- TEXTAUSZUG:
════════════════

Streitkräfte und Strategien - NDR info
28. Juni 2003


Die EU-Sicherheits-Doktrin - Realistischer Gegenentwurf zur offensiven US-Strategie?

Otfried Nassauer


Es wäre wahrlich ein Wunder gewesen, hätte Javier Solana jenen Wunsch erfüllen können, den ihm die Außenminister der EU-Staaten im Mai auf Rhodos übermittelt hatten: Der Hohe Repräsentant der EU-Außen- und Sicherheitspolitik möge, so die Minister, bis zum EU-Gipfel in Thessaloniki knapp sieben Wochen später, eine Sicherheitsstrategie für die EU entwerfen.

Wunder dauern bekanntlich etwas länger. So auch in diesem Fall. Als Solana vergangene Woche vor die Staats- und Regierungschefs trat, konnte er zwar mit ersten Grundlinien für eine europäische Sicherheitsstrategie aufwarten, nicht aber mit einem fertigen Strategie-Dokument. Seit fast drei Jahren mahnen Experten die Notwendigkeit an, eine grundlegende Zielbestimmung und Beschreibung der europäischen Sicherheitspolitik vorzunehmen. Doch erst jetzt haben sich die EU-Staaten endlich dazu durchringen können, das Vorhaben politisch zu billigen und praktisch anzugehen. Nun sollte auch Zeit sein, die Aufgabe mit der gebotenen Gründlichkeit zu bearbeiten.

════════════════

- AUFGABENZIEL: Geben Sie den Beitrag zur EU-Sicherheitsdoktrin von „Streitkräfte und Strategien“ bis einschließlich „die EU entwerfen.“ erneut wieder. Setzen Sie dabei „Auftrag“ anstelle von „Wunsch“ ein.

- EXTRAHIERTE EINTRÄGE:
════════════════

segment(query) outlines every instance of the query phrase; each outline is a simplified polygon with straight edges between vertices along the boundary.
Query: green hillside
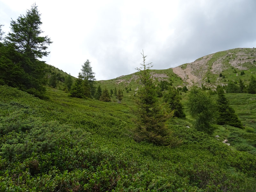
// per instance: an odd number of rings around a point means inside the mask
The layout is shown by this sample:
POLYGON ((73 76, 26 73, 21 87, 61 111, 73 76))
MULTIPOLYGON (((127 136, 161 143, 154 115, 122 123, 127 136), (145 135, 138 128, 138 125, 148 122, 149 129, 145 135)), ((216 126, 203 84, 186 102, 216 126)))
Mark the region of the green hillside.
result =
POLYGON ((171 148, 134 141, 134 106, 127 95, 118 104, 72 98, 50 88, 47 100, 6 86, 0 86, 0 92, 2 191, 256 188, 255 108, 246 113, 255 105, 255 95, 228 95, 236 110, 242 108, 239 117, 251 128, 248 132, 220 126, 215 133, 231 140, 230 146, 196 131, 188 116, 168 122, 182 141, 171 148), (250 101, 248 106, 239 101, 241 96, 250 101), (239 142, 248 147, 239 148, 239 142))

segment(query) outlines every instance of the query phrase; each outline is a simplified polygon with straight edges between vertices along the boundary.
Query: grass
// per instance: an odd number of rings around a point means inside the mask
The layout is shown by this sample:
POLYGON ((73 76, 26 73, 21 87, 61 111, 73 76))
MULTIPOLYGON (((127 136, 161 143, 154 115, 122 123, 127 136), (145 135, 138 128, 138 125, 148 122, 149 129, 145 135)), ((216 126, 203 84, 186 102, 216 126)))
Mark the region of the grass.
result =
POLYGON ((118 104, 71 98, 49 87, 47 100, 6 86, 0 91, 2 189, 253 191, 256 187, 255 155, 197 131, 189 116, 168 122, 173 136, 182 140, 172 148, 135 142, 134 106, 128 94, 118 104))

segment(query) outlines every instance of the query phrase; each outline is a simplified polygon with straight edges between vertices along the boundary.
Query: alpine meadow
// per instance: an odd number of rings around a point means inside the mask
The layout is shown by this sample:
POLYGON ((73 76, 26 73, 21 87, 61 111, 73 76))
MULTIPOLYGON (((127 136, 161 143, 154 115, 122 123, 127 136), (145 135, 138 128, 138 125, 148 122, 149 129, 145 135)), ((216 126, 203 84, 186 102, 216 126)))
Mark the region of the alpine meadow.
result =
POLYGON ((40 60, 41 20, 0 25, 0 191, 256 191, 256 48, 96 81, 40 60))

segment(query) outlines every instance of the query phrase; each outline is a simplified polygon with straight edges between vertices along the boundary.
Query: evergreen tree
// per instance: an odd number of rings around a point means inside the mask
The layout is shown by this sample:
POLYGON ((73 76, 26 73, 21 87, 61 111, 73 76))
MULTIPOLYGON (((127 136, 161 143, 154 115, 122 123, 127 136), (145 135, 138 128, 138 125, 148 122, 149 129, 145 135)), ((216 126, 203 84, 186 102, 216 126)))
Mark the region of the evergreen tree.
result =
POLYGON ((187 91, 188 91, 188 88, 187 88, 187 87, 186 86, 185 86, 183 87, 182 87, 182 91, 183 92, 186 93, 187 92, 187 91))
POLYGON ((141 64, 141 67, 136 68, 140 72, 139 80, 142 85, 136 100, 137 139, 158 145, 169 145, 171 133, 165 122, 170 116, 164 113, 159 106, 156 87, 149 73, 152 66, 151 63, 145 64, 146 56, 144 52, 141 54, 143 64, 141 64))
POLYGON ((84 87, 83 83, 83 79, 78 77, 75 81, 75 83, 71 87, 69 92, 70 96, 72 97, 84 98, 84 87))
POLYGON ((113 90, 111 89, 110 90, 110 96, 112 97, 112 95, 113 94, 113 90))
POLYGON ((114 95, 116 96, 117 92, 116 92, 116 88, 115 87, 115 89, 114 89, 114 95))
POLYGON ((117 94, 116 95, 116 99, 119 101, 121 101, 123 99, 123 97, 124 95, 123 94, 123 92, 120 89, 118 90, 117 94))
POLYGON ((97 88, 96 92, 95 93, 94 96, 95 99, 99 100, 100 99, 100 95, 101 95, 102 92, 102 91, 101 90, 101 88, 100 87, 100 85, 99 85, 97 88))
POLYGON ((81 76, 83 79, 86 80, 88 82, 90 89, 91 94, 94 95, 95 93, 95 87, 94 87, 94 81, 95 78, 95 73, 92 71, 92 68, 91 66, 91 62, 89 60, 84 63, 81 69, 81 76))
POLYGON ((256 79, 252 75, 251 77, 250 82, 248 85, 247 92, 248 93, 256 94, 256 79))
POLYGON ((106 88, 103 90, 101 95, 100 97, 100 100, 102 101, 109 102, 111 101, 108 90, 106 88))
POLYGON ((233 82, 229 81, 226 87, 226 92, 227 93, 237 93, 239 92, 239 88, 233 82))
POLYGON ((213 132, 215 111, 213 104, 205 92, 193 86, 188 94, 188 106, 191 116, 195 119, 194 126, 200 131, 213 132))
POLYGON ((90 98, 91 97, 91 87, 88 81, 86 79, 84 79, 83 81, 82 85, 84 87, 84 97, 90 98))
POLYGON ((218 98, 217 101, 218 116, 217 124, 219 125, 228 125, 239 128, 243 128, 243 125, 235 110, 228 104, 222 87, 217 86, 218 98))
POLYGON ((3 40, 3 35, 4 33, 2 30, 2 26, 3 26, 3 25, 0 24, 0 41, 3 40))
POLYGON ((170 86, 168 92, 164 96, 164 101, 169 104, 171 110, 173 111, 173 116, 177 117, 184 117, 186 116, 183 110, 183 106, 181 102, 181 98, 178 90, 170 86))
POLYGON ((95 81, 95 73, 92 71, 92 68, 91 66, 91 62, 89 60, 84 63, 81 69, 81 75, 84 79, 86 79, 89 83, 95 81))
POLYGON ((241 79, 239 79, 239 85, 240 88, 239 92, 243 93, 244 91, 245 88, 245 86, 244 84, 244 82, 241 79))
POLYGON ((37 58, 48 55, 50 52, 45 50, 47 45, 52 42, 47 36, 39 36, 43 32, 40 29, 42 24, 40 15, 37 6, 34 4, 25 15, 21 15, 16 21, 12 20, 11 32, 8 33, 4 40, 5 51, 8 52, 2 55, 0 67, 4 69, 1 72, 5 77, 5 84, 43 98, 45 92, 43 84, 44 83, 46 64, 37 58), (8 71, 4 66, 7 63, 10 67, 7 69, 8 71), (20 73, 17 74, 18 71, 20 73), (20 77, 18 78, 19 82, 12 79, 16 76, 20 77))
POLYGON ((72 80, 72 78, 71 77, 71 75, 69 73, 69 75, 68 75, 66 76, 65 78, 65 84, 67 85, 67 87, 68 88, 68 90, 69 91, 71 88, 71 86, 72 86, 72 84, 73 83, 73 81, 72 80))
POLYGON ((53 88, 55 88, 57 85, 57 76, 56 74, 52 75, 49 81, 49 85, 53 88))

════════════════

- LÖSUNG:
Streitkräfte und Strategien - NDR info
28. Juni 2003


Die EU-Sicherheits-Doktrin - Realistischer Gegenentwurf zur offensiven US-Strategie?

Otfried Nassauer


Es wäre wahrlich ein Wunder gewesen, hätte Javier Solana jenen Auftrag erfüllen können, den ihm die Außenminister der EU-Staaten im Mai auf Rhodos übermittelt hatten: Der Hohe Repräsentant der EU-Außen- und Sicherheitspolitik möge, so die Minister, bis zum EU-Gipfel in Thessaloniki knapp sieben Wochen später, eine Sicherheitsstrategie für die EU entwerfen.